INSTRUCTION
In the passage about reading in 2020, why does the writer hold back from naming favorite books? Answer in one to three sentences.

PASSAGE
But really, all of those feel like quite a lot of effort at present. Indeed, at this point in post-launch torpor, I find myself thinking that I only write books because nobody else is writing the precise thing that I want to read. And so I go back to reading.
I’ve read quite a lot in 2020. I note that there’s a ‘best book’ prompt coming up later in the month, so I won’t talk about preferences, but I will recall…
- taking a folding chair out into the garden to read Julian of Norwich over Holy Week
- lounging on a blanket on the lawn, reading Miss Moonshine’s Emporium of Happy Endings
- turning my ebook reader back on after lights out to finish Slippery Creatures
- sitting in an armchair, legs tucked under me, working through the first seven Bond novels
- picking up Busman’s Honeymoon to take a photo of it, and the rest of the day just disappearing
- reading all of Four Quartets out loud to myself, with the rain beating at the roof of the conservatory
- unable to sleep, making myself a late night cup of peppermint tea, and reading Spiderweb For Two for the first time
- starting off a Saturday morning by inhaling a Jae or a Jill Mansell
- bickering amiably online about Madam Will You Talk and The Man In The Brown Suit
I’ve read for research, both for other people’s blogs and my own, to finish things I’ve been meaning to read, and for sheer fun.
I have until the 20th to decide which was my favourite. I’ll let you know.
Absolutely agree with you! Nothing, absolutely nothing, beats sitting down with a good book, and there’s always one for every mood.
LikeLiked by 1 person
Yes – the most versatile of pastimes!

STORED RECORDS
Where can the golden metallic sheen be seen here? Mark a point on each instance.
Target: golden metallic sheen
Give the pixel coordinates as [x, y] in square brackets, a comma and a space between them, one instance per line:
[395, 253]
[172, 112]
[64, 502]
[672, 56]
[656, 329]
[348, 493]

SOLUTION
A "best book" prompt is coming up later in the month, so the writer saves any talk of preferences for that. The writer has until the 20th to choose a favorite and promises to share it then.